═══ Trecho apresentado
Hoje, vendo "Mais Você" (tenho que aproveitar os dias em que posso acordar um pouquinho mais tarde...) me deparei com uma história belíssima registrada em livro: Sabor de Maboque, de Dulce Braga. A história gira em torno da guerra civil que ocorreu em Angola, em 1975-6, que forçou sua família a procurar refúgio em outro país, tem por título uma fruta angolana que a autora não encontrou no Brasil e da qual não pôde se esquecer.
Particularmente, eu sinto saudades de uma fruta muito mais comum, muito mais fácil de achar: o cupuaçu, que me remete diretamente à minha (curta) estadia em São Luís/MA. O calor das oites de maio, tão contrastante com o clima aqui do sudeste, as comidas típicas que fatalmente não encontraria por aqui, o tambor de crioula, que só quem viu sabe o que significa; tantas coisas, que ficaram registradas e acessáveis na memória de um sabor e textura tão singulares, que só provando para saber.
══════
═══ Dados
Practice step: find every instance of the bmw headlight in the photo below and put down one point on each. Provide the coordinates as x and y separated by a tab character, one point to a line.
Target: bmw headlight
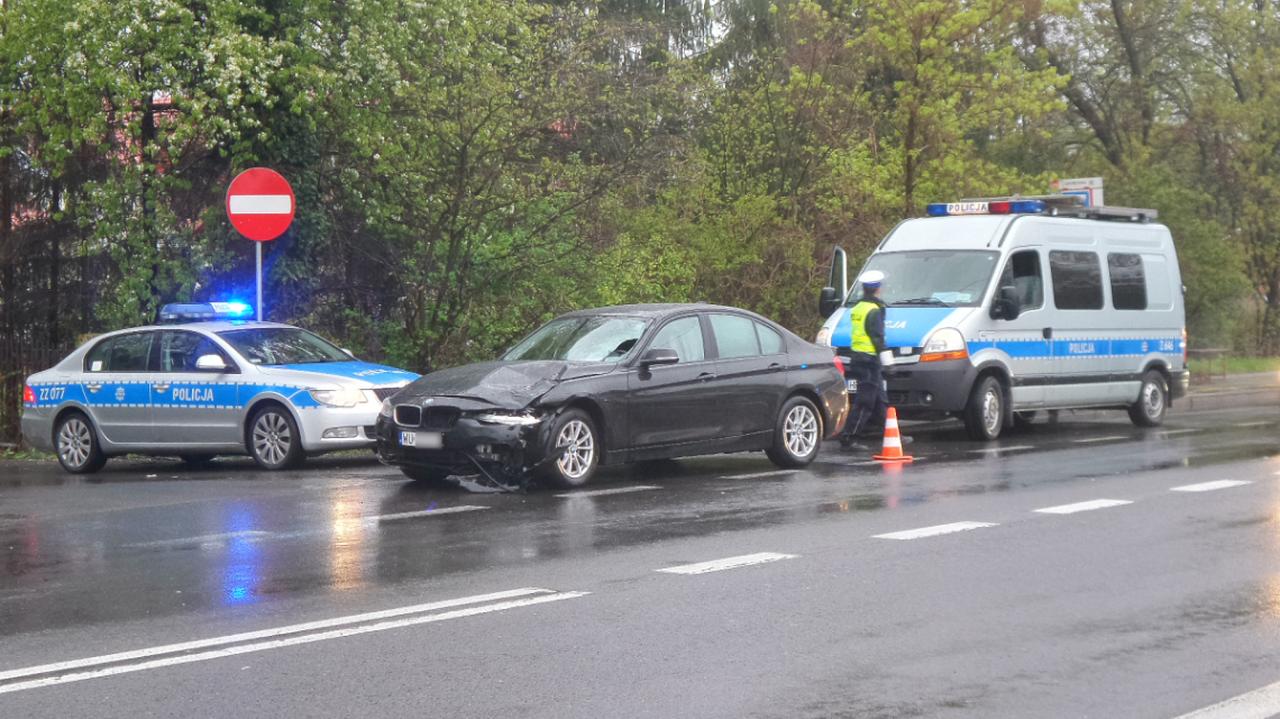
══════
Lista de tarefas:
• 1. Qual livro de Dulce Braga é mencionado no trecho apresentado?
• 2. Cite, sem alterações, a passagem do trecho apresentado que vai de "Particularmente, eu sinto" até "provando para saber.".

Respostas em ordem:
• 1. Sabor de Maboque.

• 2.
Particularmente, eu sinto saudades de uma fruta muito mais comum, muito mais fácil de achar: o cupuaçu, que me remete diretamente à minha (curta) estadia em São Luís/MA. O calor das oites de maio, tão contrastante com o clima aqui do sudeste, as comidas típicas que fatalmente não encontraria por aqui, o tambor de crioula, que só quem viu sabe o que significa; tantas coisas, que ficaram registradas e acessáveis na memória de um sabor e textura tão singulares, que só provando para saber.